### EXCERPTED TEXT
-IN THE SUPREME COURT OF MISSISSIPPI
NO. 2001-KA-01704-SCT
CHRISTOPHER LEE
v.
STATE OF MISSISSIPPI
DATE OF JUDGMENT: 10/10/2001
TRIAL JUDGE: HON. ROBERT WALTER BAILEY
COURT FROM WHICH APPEALED: WAYNE COUNTY CIRCUIT COURT
ATTORNEY FOR APPELLANT: LESLIE D. ROUSSELL
ATTORNEY FOR APPELLEE: OFFICE OF THE ATTORNEY GENERAL
BY: DEIRDRE McCRORY
DISTRICT ATTORNEY: BILBO MITCHELL
NATURE OF THE CASE: CRIMINAL - FELONY
DISPOSITION: AFFIRMED - 08/14/2003
MOTION FOR REHEARING FILED:
MANDATE ISSUED:
BEFORE SMITH, P.J., EASLEY AND GRAVES, JJ.
GRAVES, JUSTICE, FOR THE COURT:
¶1. Christopher Lee was convicted of murder by a jury in the Circuit Court of Wayne
County, Mississippi, and sentenced to life imprisonment in the custody of the Mississippi
Department of Corrections. Aggrieved by this conviction and sentence, Lee raises the
following issues on appeal:
I. WHETHER THE TRIAL COURT COMMITTED REVERSIBLE
ERROR BY ALLOWING THE STATE TO INTRODUCE INTO
EVIDENCE PHOTOS OF THE VICTIM.
II. WHETHER THE TRIAL COURT COMMITTED REVERSIBLE
ERROR BY REFUSING TO GRANT PROPOSED JURY
INSTRUCTIONS “D-2,” “D-3" AND “D-4" DEALING WITH
MANSLAUGHTER.
III. WHETHER THE DISTRICT ATTORNEY MADE “CONSCIENCE
OF THE COMMUNITY” ARGUMENTS AS WELL AS IMPLYING
GUILT BY THE DEFENDANT’S FAILURE TO TESTIFY.

(Point annotation dataset lines)
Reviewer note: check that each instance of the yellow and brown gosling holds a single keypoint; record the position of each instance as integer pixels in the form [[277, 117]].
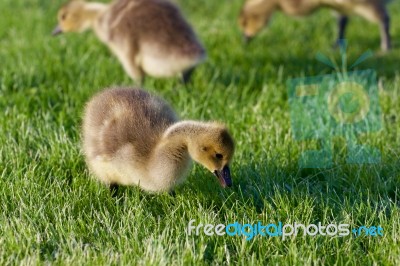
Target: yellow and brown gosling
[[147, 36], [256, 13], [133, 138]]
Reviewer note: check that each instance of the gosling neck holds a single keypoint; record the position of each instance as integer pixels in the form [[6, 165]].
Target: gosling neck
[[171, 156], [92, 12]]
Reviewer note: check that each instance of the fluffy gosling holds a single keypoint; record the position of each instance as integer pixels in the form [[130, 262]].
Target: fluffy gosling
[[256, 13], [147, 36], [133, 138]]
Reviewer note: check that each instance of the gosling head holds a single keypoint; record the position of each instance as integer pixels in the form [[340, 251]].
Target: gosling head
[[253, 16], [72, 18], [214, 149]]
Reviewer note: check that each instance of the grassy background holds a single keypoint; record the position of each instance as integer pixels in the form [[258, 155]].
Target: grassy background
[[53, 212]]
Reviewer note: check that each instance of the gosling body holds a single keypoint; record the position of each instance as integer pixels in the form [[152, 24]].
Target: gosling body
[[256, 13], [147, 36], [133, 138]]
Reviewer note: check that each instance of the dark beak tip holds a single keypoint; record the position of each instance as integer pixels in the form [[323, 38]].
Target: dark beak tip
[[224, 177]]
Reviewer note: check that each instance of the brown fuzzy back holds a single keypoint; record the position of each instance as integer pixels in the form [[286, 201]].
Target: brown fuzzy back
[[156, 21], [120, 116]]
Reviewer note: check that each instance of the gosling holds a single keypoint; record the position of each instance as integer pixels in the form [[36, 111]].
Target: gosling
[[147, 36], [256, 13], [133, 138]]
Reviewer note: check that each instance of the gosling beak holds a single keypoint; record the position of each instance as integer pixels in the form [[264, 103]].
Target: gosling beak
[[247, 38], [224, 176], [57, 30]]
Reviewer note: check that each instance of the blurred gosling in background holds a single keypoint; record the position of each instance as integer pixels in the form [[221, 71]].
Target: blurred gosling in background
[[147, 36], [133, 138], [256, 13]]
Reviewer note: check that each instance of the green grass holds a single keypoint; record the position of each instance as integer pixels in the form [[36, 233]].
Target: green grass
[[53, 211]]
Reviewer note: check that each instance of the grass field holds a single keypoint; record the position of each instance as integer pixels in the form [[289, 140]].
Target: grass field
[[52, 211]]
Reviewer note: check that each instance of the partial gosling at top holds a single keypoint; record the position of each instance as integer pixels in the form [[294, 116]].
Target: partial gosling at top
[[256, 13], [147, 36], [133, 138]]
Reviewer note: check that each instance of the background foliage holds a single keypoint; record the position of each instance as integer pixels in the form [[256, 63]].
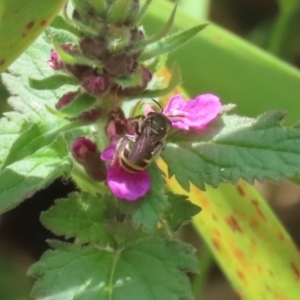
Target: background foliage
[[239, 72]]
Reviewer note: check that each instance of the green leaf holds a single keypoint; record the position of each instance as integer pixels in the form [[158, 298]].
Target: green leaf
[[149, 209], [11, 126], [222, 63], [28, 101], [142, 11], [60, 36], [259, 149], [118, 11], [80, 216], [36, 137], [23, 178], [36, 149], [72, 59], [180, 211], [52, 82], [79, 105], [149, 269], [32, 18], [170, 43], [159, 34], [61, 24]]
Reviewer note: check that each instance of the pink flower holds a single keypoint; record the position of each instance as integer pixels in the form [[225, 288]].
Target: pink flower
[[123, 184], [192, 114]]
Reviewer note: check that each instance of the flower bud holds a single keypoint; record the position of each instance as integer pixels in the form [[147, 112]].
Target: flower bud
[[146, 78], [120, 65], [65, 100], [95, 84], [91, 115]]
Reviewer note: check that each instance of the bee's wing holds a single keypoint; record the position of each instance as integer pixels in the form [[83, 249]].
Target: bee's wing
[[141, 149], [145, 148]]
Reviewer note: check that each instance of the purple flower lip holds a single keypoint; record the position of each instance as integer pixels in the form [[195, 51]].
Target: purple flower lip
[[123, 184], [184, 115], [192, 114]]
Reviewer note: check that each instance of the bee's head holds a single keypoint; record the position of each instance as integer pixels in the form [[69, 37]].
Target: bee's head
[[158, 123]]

### WHAT IS EXPECTED
Proceed with the appellate opinion in Lee v. State of Mississippi, resuming immediately after its final listed issue. None of these lines is required for the work that remains.

### EXERCISE RESULT
FACTS
¶2. On August 1, 2000, at approximately 6:30 p.m., Christopher Lee was alone and
driving his vehicle around Wayne County, Mississippi, drinking beer. While on this drive,
Lee saw Anice Smith on the side of the road, and she attempted to “flag him down.” Lee
stopped his vehicle and allowed Smith to enter it. Smith asked Lee to take her into town,
but, instead, the two rode around drinking beer together. After consuming alcohol, Smith
asked Lee to drive her to her grandfather’s house. Lee took Smith to her grandfather’s
house, and while there Smith began arguing with her grandfather. Shortly thereafter, Smith
came outside with her sister and asked that Lee give her sister a ride around the block. Lee
complied, the three got into his car, and they dropped Smith’s sister off at a designated
destination.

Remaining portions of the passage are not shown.